TASK GOAL: Show each line from the listing that includes the word "after".
--- STORED DATA ---
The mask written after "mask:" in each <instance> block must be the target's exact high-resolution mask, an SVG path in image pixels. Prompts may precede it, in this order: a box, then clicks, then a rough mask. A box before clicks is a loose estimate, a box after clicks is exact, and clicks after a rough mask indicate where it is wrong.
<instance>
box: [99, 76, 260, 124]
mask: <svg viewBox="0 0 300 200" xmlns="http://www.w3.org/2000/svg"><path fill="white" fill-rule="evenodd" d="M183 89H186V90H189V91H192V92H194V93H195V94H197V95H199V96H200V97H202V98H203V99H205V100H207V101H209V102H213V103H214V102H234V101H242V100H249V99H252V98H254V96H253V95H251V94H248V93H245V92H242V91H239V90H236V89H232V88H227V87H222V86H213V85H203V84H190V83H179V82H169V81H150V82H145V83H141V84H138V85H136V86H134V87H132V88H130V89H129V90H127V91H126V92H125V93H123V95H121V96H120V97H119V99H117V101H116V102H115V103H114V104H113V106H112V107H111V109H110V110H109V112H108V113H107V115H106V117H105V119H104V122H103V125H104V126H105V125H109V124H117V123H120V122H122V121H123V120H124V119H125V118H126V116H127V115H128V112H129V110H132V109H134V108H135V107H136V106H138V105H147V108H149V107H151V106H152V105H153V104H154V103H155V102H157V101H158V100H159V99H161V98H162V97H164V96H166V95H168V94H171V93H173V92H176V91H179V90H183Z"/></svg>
---
--- STORED DATA ---
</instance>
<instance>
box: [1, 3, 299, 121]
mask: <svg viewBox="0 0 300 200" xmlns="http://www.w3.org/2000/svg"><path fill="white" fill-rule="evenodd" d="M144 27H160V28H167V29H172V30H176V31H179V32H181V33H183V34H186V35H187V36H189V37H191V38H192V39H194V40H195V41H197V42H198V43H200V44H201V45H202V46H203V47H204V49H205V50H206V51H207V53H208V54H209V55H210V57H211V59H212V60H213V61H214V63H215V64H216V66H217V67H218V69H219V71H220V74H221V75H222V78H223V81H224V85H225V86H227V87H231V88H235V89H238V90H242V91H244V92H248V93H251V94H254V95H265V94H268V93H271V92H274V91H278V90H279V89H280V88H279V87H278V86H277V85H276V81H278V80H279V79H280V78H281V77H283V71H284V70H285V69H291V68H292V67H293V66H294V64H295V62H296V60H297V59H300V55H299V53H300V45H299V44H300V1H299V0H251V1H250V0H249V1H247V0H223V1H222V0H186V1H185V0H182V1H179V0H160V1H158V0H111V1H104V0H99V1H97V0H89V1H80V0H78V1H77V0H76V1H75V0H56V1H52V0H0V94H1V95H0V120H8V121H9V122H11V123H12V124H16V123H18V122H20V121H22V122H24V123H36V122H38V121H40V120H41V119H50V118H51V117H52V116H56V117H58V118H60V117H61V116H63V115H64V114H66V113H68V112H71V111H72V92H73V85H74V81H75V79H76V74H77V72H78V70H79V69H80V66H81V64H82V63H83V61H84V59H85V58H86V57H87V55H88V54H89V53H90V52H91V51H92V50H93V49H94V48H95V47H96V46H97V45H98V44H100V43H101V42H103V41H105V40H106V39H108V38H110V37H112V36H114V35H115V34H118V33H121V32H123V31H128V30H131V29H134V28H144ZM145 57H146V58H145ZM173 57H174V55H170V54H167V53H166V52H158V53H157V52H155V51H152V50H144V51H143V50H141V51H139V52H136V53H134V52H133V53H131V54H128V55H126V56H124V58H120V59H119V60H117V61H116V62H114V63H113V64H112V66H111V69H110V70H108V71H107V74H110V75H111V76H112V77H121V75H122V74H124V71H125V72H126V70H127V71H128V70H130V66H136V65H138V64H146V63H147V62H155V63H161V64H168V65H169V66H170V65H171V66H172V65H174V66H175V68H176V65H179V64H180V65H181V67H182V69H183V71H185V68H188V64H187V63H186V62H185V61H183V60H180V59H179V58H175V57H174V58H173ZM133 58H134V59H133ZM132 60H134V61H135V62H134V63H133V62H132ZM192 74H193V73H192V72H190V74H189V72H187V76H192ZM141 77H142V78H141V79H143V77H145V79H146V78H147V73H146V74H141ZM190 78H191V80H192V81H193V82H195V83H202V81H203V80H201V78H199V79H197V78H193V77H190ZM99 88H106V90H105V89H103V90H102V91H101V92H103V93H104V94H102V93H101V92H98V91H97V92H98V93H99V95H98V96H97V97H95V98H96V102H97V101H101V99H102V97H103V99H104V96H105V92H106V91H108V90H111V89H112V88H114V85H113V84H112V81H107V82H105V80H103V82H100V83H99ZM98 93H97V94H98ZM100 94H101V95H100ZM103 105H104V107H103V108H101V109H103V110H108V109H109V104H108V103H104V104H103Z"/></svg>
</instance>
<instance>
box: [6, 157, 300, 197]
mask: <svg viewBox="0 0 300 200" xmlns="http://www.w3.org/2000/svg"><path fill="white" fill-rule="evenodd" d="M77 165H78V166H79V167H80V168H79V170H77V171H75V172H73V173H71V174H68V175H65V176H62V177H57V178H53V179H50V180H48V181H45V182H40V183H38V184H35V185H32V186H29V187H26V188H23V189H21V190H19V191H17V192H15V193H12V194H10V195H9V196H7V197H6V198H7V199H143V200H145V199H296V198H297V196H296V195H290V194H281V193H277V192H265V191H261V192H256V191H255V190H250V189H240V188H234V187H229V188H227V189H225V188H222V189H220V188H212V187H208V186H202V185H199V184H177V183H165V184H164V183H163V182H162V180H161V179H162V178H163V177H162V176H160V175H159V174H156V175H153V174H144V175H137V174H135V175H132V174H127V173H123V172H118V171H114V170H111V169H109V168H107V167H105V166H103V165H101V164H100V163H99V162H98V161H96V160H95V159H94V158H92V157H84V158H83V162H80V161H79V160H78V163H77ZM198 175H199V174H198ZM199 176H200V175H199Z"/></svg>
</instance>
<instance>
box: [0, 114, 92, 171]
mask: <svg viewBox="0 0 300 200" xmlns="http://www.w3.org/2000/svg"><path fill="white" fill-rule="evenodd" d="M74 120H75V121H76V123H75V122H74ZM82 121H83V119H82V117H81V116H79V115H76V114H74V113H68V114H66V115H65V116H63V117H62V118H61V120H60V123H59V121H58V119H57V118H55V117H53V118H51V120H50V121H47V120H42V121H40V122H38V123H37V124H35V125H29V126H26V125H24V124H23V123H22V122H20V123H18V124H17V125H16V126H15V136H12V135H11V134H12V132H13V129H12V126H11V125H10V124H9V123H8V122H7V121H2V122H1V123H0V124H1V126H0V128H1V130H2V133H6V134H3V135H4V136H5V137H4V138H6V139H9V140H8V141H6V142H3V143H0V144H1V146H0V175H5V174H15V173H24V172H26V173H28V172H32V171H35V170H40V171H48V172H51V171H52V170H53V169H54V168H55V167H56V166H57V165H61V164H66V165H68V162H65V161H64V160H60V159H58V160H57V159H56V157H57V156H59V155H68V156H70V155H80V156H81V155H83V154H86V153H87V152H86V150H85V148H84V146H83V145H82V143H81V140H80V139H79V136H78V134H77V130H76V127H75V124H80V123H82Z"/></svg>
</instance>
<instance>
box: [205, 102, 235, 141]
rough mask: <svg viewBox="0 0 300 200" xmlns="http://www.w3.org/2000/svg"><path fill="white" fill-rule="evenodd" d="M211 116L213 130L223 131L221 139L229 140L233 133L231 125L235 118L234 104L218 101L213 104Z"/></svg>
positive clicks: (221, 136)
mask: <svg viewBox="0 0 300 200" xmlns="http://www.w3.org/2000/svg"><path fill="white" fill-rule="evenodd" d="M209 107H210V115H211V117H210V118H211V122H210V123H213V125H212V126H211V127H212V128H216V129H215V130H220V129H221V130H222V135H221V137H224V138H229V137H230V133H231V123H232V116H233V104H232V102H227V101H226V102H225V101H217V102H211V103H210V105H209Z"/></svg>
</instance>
---
--- STORED DATA ---
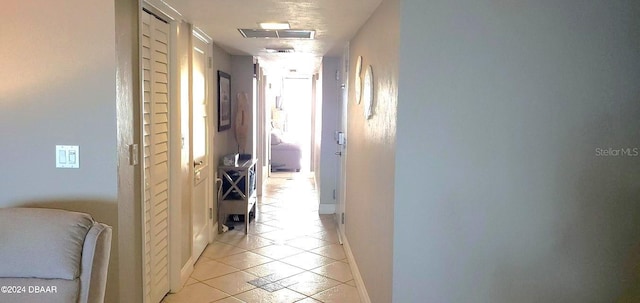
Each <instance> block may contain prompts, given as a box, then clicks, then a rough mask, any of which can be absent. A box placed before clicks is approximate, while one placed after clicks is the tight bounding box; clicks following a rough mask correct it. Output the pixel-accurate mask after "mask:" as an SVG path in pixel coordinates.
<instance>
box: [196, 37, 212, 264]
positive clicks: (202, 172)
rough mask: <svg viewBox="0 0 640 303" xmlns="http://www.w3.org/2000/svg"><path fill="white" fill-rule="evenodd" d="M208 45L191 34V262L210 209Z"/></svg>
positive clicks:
---
WRITTEN RESPONSE:
The mask written after "mask:" in each <instance> block must be the target's exact high-resolution mask, an SVG path in image pixels. Prompts may precede it, in this order: a box, then clicks, then a rough mask. A box before clicks is a loose estimate, a box after clicks is exact, and clicks after a rough mask indicate where it is wrong.
Each <instance> block may contain prompts, given as a box, then clicks, then a rough mask, any of which can be absent. A box placed before clicks is approximate, while one placed after clicks is the tight bounding box; clicks following a rough mask correct it. Output the pixel-accurate mask after "mask:" as an SVG path in pixel coordinates.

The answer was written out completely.